- Location: Camp Shorabak, Helmand Province, Afghanistan
- Date: 1 March 2019; 6 years ago
- Target: Bus
- Attack type: Shooting Suicide bombing
- Weapons: Improvised explosive device
- Deaths: 23
- Injured: 15
- Perpetrators: Taliban

= 2019 Camp Shorabak attack =

Taliban attack

On the morning of 1 March 2019, Taliban gunmen and suicide bombers attacked Camp Shorabak in Helmand Province, Afghanistan. They killed 23 Afghan soldiers and injured another 15. Twenty insurgents were killed. None of the US Marine advisers stationed at the military base were injured.

== The attack ==
The attack took place in the early hours of the morning of 1 Mar 2019 and ended 3 Mar 2019.

Taliban fighters stormed the ANDSF [Afghan National Defence and Security Forces] base at Camp Shorabak in Helmand, southern Afghanistan, which is home to the Afghan army's 215th Corps and includes a US garrison of a few hundred Marines and soldiers. The base was of particular importance to the US military because it had previously hosted thousands of marines deployed to Helmand during the troop surge. During the attack, the Taliban, wearing Afghan military uniforms and using military equipment regularly used by the Afghan army, fooled the soldiers defending the base.

Collection entries
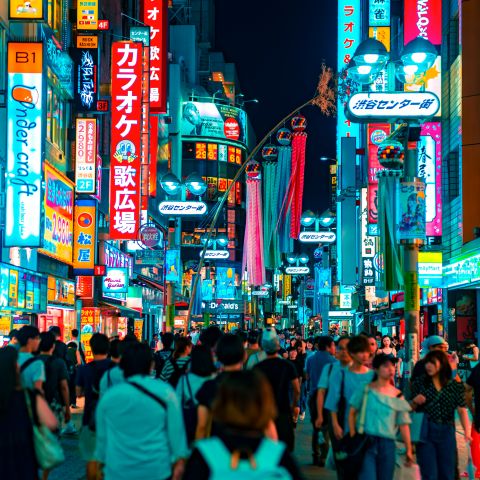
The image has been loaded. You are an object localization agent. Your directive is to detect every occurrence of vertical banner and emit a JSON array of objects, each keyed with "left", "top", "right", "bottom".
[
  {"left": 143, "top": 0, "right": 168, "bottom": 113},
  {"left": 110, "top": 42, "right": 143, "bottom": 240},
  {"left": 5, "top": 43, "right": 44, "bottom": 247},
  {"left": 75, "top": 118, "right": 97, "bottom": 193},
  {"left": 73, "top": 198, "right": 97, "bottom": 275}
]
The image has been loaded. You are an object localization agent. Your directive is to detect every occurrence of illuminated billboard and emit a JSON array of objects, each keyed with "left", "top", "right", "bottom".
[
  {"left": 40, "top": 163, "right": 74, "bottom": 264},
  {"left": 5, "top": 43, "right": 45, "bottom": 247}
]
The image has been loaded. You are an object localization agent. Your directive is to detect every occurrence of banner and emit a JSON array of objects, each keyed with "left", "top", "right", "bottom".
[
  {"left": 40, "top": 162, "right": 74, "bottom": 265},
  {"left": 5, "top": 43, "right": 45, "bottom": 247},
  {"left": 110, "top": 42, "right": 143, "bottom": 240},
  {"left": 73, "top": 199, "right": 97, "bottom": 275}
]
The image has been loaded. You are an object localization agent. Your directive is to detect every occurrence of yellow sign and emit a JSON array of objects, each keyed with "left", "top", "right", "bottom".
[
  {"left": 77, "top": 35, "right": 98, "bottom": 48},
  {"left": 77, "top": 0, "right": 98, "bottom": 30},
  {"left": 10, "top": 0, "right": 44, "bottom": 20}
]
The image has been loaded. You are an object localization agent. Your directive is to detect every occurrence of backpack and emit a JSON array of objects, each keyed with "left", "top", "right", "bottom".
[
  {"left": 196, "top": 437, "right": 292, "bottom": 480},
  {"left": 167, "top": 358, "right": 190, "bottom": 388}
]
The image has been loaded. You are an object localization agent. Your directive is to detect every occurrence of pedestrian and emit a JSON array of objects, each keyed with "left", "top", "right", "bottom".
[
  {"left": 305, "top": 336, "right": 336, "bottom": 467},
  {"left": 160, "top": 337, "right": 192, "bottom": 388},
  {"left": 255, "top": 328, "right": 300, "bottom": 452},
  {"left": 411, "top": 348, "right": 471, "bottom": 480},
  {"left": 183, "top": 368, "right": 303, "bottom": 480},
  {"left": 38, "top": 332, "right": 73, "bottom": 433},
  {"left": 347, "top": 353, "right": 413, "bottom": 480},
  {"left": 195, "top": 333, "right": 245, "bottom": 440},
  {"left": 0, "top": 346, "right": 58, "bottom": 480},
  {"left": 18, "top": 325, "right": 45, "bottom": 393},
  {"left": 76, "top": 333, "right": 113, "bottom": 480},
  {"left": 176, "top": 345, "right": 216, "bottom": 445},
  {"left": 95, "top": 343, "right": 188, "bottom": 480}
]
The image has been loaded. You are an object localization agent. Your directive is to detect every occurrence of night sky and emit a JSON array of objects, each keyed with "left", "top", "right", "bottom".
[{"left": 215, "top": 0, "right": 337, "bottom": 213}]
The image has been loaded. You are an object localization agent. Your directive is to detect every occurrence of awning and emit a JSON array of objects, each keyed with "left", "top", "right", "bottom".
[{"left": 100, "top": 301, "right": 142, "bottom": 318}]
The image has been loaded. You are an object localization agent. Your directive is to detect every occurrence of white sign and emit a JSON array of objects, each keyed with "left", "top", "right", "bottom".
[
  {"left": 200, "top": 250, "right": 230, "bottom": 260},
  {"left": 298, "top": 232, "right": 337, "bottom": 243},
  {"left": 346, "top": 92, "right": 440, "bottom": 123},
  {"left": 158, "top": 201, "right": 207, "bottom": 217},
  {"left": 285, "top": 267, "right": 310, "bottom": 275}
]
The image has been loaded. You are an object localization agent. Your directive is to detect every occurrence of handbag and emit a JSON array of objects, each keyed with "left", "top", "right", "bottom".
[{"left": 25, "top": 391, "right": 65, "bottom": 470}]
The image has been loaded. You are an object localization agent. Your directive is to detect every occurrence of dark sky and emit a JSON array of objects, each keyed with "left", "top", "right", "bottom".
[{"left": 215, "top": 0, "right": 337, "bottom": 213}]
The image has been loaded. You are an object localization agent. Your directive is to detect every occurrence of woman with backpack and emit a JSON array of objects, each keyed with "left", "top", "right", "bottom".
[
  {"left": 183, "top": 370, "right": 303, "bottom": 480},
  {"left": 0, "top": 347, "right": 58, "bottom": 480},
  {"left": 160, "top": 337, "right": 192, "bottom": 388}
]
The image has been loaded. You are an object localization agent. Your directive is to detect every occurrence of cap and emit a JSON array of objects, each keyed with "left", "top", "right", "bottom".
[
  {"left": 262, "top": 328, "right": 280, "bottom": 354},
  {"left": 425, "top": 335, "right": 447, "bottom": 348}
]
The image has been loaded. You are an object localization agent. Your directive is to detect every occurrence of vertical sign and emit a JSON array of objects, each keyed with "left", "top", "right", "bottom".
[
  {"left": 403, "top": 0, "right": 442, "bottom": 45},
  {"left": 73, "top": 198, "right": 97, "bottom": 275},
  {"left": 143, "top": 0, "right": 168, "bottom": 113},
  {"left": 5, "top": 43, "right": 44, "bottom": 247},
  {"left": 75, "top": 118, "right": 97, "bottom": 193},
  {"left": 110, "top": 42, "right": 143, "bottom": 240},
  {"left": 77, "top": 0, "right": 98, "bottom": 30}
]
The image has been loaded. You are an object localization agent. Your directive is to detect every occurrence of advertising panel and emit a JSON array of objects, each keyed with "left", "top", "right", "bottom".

**TASK OBJECTIVE:**
Continue the text on the 2019 Camp Shorabak attack, starting after its last sentence. The records are separate material and have no connection to the text on the Camp Shorabak attack.

**RESULT FOR THIS EXERCISE:**
One suicide bomber detonated his explosive device in a canteen. A total of three suicide bombers were killed in the attack. Afghan units were assisted by US forces with air support to repel the Taliban attack.

== Claim of Responsibility ==
The Taliban immediately claimed responsibility for the attack, their second against a major military target since the start of Taliban-US peace talks, probably to strengthen their negotiating position.